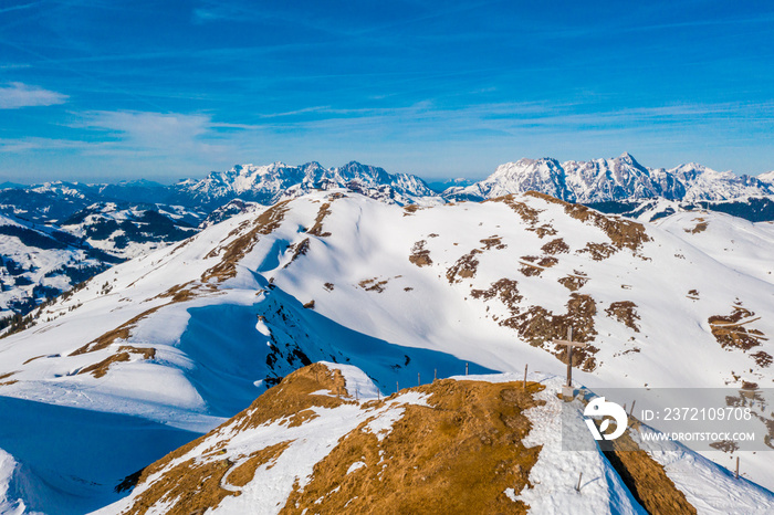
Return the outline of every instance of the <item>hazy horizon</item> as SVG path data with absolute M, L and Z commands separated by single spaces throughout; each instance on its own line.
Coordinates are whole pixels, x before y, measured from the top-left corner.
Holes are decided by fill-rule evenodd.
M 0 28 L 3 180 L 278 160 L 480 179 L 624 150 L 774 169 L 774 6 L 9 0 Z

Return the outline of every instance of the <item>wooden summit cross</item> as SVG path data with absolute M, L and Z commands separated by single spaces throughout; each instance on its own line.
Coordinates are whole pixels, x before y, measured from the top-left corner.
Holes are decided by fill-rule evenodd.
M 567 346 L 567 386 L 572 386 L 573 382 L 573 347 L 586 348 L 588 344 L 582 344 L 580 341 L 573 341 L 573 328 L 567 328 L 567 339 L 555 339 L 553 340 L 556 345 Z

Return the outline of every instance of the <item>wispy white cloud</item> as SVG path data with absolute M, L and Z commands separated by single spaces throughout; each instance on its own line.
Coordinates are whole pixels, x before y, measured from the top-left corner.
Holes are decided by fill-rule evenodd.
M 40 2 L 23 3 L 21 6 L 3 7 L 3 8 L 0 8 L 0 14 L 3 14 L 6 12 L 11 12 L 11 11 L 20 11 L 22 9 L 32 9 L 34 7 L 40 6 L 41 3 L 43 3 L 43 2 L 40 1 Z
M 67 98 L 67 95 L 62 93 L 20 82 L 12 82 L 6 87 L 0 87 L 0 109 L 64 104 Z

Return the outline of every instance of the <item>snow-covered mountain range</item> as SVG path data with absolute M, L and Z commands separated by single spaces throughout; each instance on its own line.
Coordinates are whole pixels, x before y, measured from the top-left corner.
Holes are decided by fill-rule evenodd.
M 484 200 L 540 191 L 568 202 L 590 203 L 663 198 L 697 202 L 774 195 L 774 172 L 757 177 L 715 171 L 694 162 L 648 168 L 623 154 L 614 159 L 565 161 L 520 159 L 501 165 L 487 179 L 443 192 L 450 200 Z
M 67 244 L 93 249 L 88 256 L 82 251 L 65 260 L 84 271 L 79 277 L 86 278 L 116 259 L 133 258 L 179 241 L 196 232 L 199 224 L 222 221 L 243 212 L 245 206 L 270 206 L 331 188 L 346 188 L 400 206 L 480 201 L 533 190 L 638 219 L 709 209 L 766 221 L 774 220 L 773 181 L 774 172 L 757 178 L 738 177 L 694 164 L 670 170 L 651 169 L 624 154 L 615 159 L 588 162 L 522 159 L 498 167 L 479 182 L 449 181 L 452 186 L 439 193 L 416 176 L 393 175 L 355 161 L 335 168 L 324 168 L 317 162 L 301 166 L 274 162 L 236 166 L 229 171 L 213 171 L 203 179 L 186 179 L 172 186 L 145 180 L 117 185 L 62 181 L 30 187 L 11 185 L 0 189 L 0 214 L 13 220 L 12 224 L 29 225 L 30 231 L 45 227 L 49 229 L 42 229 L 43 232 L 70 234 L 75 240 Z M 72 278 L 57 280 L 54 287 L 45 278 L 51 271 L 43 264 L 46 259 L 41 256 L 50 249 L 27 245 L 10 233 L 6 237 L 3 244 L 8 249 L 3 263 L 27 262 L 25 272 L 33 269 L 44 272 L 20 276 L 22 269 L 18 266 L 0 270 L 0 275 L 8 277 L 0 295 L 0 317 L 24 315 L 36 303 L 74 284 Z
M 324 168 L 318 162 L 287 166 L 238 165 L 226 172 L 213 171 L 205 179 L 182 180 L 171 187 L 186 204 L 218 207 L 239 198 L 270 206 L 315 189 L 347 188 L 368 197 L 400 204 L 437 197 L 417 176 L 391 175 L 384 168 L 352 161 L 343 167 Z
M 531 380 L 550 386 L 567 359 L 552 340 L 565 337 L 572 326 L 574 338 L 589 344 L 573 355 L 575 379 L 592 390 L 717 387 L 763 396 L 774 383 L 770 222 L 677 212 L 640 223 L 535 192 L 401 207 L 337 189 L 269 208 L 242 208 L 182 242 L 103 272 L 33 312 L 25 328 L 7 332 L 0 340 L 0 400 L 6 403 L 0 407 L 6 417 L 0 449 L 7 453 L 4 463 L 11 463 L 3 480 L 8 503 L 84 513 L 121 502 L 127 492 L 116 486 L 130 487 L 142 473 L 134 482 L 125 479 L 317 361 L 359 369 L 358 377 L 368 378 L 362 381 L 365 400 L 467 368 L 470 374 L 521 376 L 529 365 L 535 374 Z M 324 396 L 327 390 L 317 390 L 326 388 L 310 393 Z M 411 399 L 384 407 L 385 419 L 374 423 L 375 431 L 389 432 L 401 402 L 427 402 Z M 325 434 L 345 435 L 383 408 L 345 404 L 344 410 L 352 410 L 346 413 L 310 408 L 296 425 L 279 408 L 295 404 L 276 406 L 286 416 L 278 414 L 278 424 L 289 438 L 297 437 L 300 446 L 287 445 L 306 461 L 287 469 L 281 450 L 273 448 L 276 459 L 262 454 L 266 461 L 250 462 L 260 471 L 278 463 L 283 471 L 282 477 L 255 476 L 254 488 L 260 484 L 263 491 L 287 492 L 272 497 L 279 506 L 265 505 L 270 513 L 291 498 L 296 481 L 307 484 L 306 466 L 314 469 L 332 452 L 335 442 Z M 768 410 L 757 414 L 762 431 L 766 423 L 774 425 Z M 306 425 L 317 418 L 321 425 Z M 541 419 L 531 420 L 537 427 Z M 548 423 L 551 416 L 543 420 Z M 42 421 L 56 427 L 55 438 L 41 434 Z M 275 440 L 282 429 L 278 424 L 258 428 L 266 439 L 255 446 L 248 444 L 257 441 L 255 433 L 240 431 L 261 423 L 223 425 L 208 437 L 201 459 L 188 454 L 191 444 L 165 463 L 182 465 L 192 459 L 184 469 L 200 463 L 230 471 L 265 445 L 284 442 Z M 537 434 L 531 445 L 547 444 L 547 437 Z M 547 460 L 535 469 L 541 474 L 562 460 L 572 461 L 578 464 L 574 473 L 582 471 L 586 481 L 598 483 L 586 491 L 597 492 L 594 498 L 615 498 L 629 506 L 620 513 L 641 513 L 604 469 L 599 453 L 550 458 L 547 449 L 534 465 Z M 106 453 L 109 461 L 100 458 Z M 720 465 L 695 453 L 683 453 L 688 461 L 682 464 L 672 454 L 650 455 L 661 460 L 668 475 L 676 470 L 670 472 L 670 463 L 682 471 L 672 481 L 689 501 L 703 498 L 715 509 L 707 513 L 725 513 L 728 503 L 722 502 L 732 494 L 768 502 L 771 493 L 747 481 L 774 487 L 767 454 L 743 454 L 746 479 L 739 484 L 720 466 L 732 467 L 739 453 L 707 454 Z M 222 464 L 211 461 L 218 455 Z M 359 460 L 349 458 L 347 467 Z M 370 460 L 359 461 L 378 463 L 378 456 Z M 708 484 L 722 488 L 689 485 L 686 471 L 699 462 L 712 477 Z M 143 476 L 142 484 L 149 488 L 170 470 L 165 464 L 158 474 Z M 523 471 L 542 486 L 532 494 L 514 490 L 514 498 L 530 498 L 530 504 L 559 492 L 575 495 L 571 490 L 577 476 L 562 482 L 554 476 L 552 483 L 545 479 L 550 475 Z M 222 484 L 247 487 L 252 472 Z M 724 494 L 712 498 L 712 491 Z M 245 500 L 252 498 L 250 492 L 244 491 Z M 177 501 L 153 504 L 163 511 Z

—————

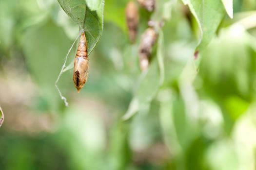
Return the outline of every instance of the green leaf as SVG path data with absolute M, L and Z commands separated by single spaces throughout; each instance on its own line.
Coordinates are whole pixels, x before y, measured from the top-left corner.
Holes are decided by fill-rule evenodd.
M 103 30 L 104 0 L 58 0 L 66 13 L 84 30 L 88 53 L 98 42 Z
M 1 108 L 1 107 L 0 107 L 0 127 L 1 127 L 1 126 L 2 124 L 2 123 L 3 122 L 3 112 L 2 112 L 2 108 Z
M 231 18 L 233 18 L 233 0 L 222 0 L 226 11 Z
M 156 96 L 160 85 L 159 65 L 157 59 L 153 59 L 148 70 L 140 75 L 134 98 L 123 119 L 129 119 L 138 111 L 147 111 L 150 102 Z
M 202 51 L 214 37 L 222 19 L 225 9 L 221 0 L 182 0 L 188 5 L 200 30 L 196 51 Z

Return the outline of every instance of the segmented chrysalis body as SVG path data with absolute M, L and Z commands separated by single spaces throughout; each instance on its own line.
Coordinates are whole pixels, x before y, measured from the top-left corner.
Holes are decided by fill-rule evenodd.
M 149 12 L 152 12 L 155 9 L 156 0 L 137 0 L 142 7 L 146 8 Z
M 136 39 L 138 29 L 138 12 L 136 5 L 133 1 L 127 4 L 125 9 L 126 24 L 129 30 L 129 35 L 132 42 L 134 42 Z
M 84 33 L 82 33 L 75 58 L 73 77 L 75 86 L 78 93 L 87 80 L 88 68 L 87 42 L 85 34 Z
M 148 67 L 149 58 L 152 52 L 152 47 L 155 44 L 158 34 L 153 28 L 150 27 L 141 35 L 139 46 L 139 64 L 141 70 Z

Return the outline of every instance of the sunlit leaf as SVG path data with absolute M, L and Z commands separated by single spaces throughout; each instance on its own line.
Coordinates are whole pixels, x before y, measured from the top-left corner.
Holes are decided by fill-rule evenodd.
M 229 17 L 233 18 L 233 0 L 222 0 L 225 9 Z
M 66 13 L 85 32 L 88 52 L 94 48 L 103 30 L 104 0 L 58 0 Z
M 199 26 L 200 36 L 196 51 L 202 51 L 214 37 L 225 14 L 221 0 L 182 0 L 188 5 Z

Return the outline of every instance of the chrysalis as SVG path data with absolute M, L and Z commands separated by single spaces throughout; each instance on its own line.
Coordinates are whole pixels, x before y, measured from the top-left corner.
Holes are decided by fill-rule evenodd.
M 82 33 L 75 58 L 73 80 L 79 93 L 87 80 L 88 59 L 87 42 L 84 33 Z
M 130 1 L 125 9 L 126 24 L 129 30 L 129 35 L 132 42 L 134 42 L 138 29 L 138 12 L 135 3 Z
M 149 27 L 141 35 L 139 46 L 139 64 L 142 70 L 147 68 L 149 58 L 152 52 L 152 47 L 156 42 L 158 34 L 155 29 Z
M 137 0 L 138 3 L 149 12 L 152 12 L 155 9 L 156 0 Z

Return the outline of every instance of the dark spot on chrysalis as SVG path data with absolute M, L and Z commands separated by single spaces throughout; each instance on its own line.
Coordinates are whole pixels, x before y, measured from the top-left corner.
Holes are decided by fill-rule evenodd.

—————

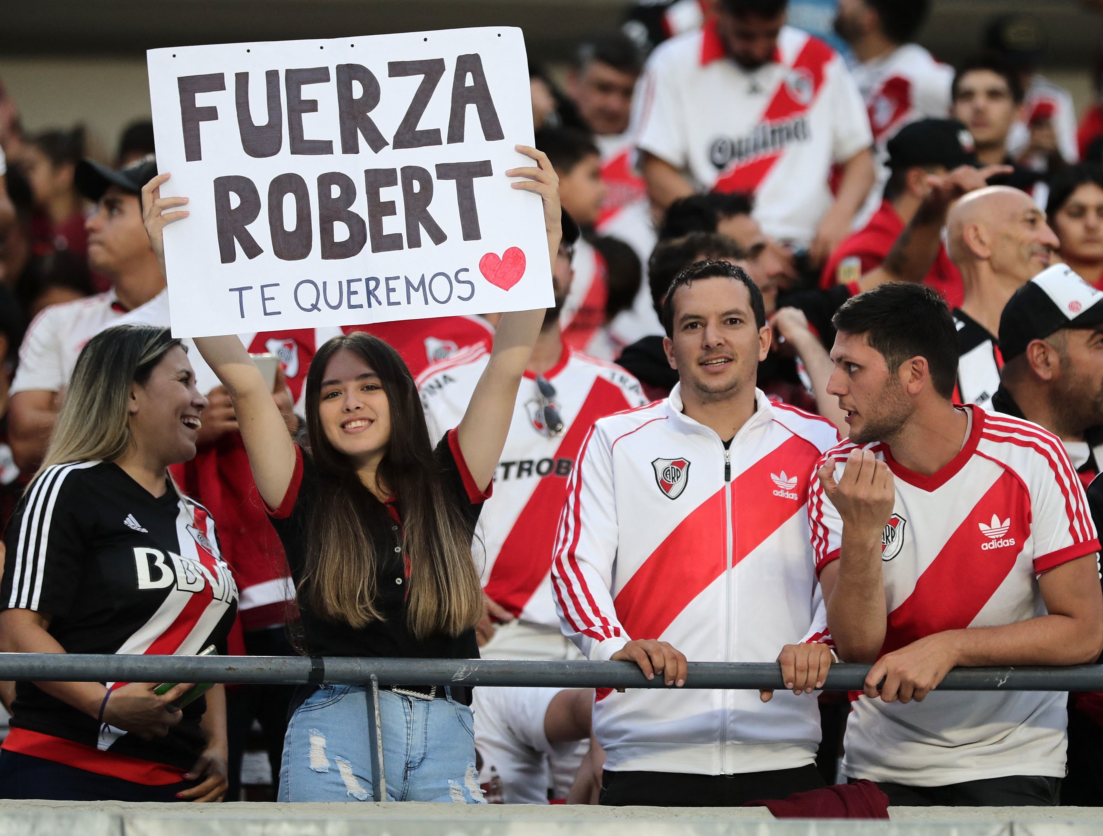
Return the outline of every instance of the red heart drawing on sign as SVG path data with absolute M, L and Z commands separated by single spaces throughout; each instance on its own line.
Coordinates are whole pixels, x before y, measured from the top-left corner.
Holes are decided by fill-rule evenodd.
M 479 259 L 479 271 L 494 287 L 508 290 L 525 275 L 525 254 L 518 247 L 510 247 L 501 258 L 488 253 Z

—————

Given exercise — Reproduce the part of the listing above that starts at the line containing "Return the outline of every instance of the segmented" and ends at the line containing "M 137 0 L 138", with both of those lines included.

Output of the task —
Return the outline of every instance of the segmented chrysalis body as SVG path data with absolute M, L and Z commands separated by single spaces throughout; each instance on its own line.
Coordinates are whole pixels, x before y, measured from the top-left corner.
Holes are decided by fill-rule evenodd.
M 149 12 L 152 12 L 155 9 L 156 0 L 137 0 L 142 7 L 146 8 Z
M 136 39 L 138 29 L 138 12 L 136 5 L 133 1 L 127 4 L 125 9 L 126 24 L 129 30 L 129 35 L 132 42 L 134 42 Z
M 84 33 L 82 33 L 75 58 L 73 77 L 75 86 L 78 93 L 87 80 L 88 68 L 87 42 L 85 34 Z
M 148 67 L 149 58 L 152 52 L 152 47 L 155 44 L 158 34 L 153 28 L 150 27 L 141 35 L 139 46 L 139 64 L 141 70 Z

Return the outline of every instance of the sunlit leaf as SVG path data with absolute M, L and Z commands separated by single spaces throughout; each instance on its own line.
Coordinates are whole pixels, x before y, measured from the top-left corner.
Holes are decided by fill-rule evenodd.
M 229 17 L 233 18 L 233 0 L 222 0 L 225 9 Z
M 66 13 L 85 32 L 88 52 L 94 48 L 103 30 L 104 0 L 58 0 Z
M 199 26 L 200 36 L 196 51 L 202 51 L 214 37 L 225 14 L 221 0 L 182 0 L 188 5 Z

Return the outline of every instance of the chrysalis as SVG path data with absolute M, L and Z commands separated by single spaces throughout; each instance on its own line.
Coordinates are whole pixels, x before y, measured from the top-left corner.
Holes are decided by fill-rule evenodd.
M 82 33 L 75 58 L 73 80 L 79 93 L 87 80 L 88 59 L 87 42 L 84 33 Z
M 130 1 L 125 9 L 126 24 L 129 30 L 129 35 L 132 42 L 134 42 L 138 29 L 138 12 L 135 3 Z
M 149 27 L 141 35 L 139 46 L 139 64 L 142 70 L 147 68 L 149 58 L 152 52 L 152 47 L 156 42 L 158 34 L 155 29 Z
M 137 0 L 138 3 L 149 12 L 152 12 L 155 9 L 156 0 Z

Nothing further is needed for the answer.